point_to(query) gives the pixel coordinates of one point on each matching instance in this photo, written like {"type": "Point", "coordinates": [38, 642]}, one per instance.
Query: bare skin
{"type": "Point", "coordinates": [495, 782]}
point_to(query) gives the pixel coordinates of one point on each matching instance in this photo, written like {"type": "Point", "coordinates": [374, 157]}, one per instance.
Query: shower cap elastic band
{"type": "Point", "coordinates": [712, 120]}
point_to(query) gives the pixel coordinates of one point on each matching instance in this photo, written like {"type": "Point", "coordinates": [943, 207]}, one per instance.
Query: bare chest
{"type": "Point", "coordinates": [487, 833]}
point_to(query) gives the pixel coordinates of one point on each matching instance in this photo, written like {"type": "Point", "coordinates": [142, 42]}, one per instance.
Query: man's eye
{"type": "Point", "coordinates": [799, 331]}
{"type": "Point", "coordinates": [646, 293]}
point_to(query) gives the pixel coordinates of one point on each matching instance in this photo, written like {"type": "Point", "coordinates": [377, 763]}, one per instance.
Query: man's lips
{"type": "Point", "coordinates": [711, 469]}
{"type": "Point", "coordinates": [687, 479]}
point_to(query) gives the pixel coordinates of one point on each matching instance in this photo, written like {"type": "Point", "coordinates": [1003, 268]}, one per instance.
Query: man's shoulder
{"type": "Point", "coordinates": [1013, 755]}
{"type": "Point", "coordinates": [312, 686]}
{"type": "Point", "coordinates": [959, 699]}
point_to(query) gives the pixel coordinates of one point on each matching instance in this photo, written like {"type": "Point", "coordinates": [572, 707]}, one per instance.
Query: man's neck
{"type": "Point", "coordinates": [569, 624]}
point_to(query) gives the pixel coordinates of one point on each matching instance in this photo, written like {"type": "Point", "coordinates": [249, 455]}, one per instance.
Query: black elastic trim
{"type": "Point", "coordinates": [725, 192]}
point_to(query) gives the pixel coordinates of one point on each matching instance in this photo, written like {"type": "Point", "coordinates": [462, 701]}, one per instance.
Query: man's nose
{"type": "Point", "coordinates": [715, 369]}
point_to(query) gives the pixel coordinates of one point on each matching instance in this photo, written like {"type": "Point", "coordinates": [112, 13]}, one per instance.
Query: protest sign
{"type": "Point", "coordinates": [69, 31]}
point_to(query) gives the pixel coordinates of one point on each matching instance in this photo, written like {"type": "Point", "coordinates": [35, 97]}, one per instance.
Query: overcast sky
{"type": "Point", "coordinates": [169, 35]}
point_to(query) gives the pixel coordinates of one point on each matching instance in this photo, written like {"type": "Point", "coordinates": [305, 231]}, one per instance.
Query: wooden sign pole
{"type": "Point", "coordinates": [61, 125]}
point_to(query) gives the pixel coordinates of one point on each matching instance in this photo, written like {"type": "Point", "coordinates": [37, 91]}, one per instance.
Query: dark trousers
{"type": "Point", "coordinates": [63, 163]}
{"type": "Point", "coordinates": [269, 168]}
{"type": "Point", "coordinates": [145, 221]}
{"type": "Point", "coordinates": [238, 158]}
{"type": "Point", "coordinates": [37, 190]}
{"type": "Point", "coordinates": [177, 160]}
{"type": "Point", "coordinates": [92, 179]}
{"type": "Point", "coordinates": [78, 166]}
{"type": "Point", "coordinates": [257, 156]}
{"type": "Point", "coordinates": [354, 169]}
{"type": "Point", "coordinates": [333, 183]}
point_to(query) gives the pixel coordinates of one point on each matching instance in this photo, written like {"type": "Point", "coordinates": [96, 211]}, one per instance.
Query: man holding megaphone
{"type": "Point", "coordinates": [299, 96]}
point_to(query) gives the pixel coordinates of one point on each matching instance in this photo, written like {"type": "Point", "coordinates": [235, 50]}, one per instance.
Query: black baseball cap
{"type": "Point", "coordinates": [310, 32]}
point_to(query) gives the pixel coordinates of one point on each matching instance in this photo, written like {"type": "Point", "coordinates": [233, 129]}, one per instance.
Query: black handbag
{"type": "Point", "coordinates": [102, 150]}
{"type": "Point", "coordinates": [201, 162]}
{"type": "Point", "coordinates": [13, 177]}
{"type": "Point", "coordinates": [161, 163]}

# # # #

▶ [OBJECTIVE] Reproduce the entries above exactly.

▶ [ANSWER IN FULL]
point_to(query) gives the pixel coordinates of one point on each matching instance in this photo, written like {"type": "Point", "coordinates": [38, 642]}, one per instance.
Query: bare skin
{"type": "Point", "coordinates": [495, 782]}
point_to(query) gives the pixel coordinates of one point on each matching instance in this photo, written like {"type": "Point", "coordinates": [374, 157]}, one per instance.
Query: shower cap elastic band
{"type": "Point", "coordinates": [712, 120]}
point_to(query) gives the pixel coordinates of one point on each matching instance in this photo, written like {"type": "Point", "coordinates": [943, 207]}, one per instance.
Query: bare chest
{"type": "Point", "coordinates": [487, 833]}
point_to(query) gives the pixel coordinates of one point on each matching instance in this photo, written like {"type": "Point", "coordinates": [142, 42]}, one per instance.
Query: man's eye
{"type": "Point", "coordinates": [799, 331]}
{"type": "Point", "coordinates": [646, 293]}
point_to(query) gives the pixel coordinates of one point on each matching instance in this photo, written like {"type": "Point", "coordinates": [377, 763]}, one per instance.
Query: man's lips
{"type": "Point", "coordinates": [711, 469]}
{"type": "Point", "coordinates": [687, 479]}
point_to(query) gives the pixel coordinates of one point on each matching instance in this photo, written like {"type": "Point", "coordinates": [1003, 268]}, one per instance.
Query: man's shoulder
{"type": "Point", "coordinates": [1013, 755]}
{"type": "Point", "coordinates": [312, 686]}
{"type": "Point", "coordinates": [959, 699]}
point_to(query) gives the pixel coordinates of one point on each matching instance in this photo, written like {"type": "Point", "coordinates": [572, 707]}, one per instance.
Query: man's neck
{"type": "Point", "coordinates": [569, 624]}
point_to(query) gives the pixel coordinates of one point on each matching instance in this photo, written like {"type": "Point", "coordinates": [249, 455]}, one per instance.
Query: black elastic trim
{"type": "Point", "coordinates": [725, 192]}
point_to(query) gives the pixel coordinates of one point on each matching instance in this photo, written like {"type": "Point", "coordinates": [462, 701]}, one per instance.
Query: man's nose
{"type": "Point", "coordinates": [715, 369]}
point_to(query) gives the pixel coordinates of one point on each matching instance in this photo, written like {"type": "Point", "coordinates": [112, 13]}, one per instance.
Query: protest sign
{"type": "Point", "coordinates": [69, 31]}
point_to(query) gives the pixel coordinates of one point on each matching instance in this photo, written like {"type": "Point", "coordinates": [35, 97]}, one per instance.
Query: overcast sky
{"type": "Point", "coordinates": [169, 35]}
point_to(query) gives the pixel coordinates of one point on each matching instance in this photo, written like {"type": "Point", "coordinates": [305, 231]}, one per instance.
Query: wooden sign pole
{"type": "Point", "coordinates": [61, 125]}
point_to(query) gives the pixel coordinates of one point on each matching instance in this photo, written like {"type": "Point", "coordinates": [37, 91]}, one per instance.
Query: dark trousers
{"type": "Point", "coordinates": [63, 163]}
{"type": "Point", "coordinates": [269, 168]}
{"type": "Point", "coordinates": [145, 221]}
{"type": "Point", "coordinates": [238, 158]}
{"type": "Point", "coordinates": [37, 190]}
{"type": "Point", "coordinates": [177, 160]}
{"type": "Point", "coordinates": [92, 179]}
{"type": "Point", "coordinates": [78, 166]}
{"type": "Point", "coordinates": [257, 156]}
{"type": "Point", "coordinates": [354, 169]}
{"type": "Point", "coordinates": [333, 183]}
point_to(query) gives the pixel coordinates of one point on each matching instance in this photo, written like {"type": "Point", "coordinates": [96, 211]}, one per instance.
Query: man holding megaphone
{"type": "Point", "coordinates": [299, 96]}
point_to(query) gives the pixel coordinates of one point on each matching instance in this photo, written like {"type": "Point", "coordinates": [235, 50]}, one per instance.
Query: black baseball cap
{"type": "Point", "coordinates": [310, 32]}
point_to(query) gives the pixel coordinates of one point on each matching instance in this photo, written like {"type": "Point", "coordinates": [233, 129]}, one per instance.
Query: black handbag
{"type": "Point", "coordinates": [102, 150]}
{"type": "Point", "coordinates": [201, 162]}
{"type": "Point", "coordinates": [13, 177]}
{"type": "Point", "coordinates": [161, 163]}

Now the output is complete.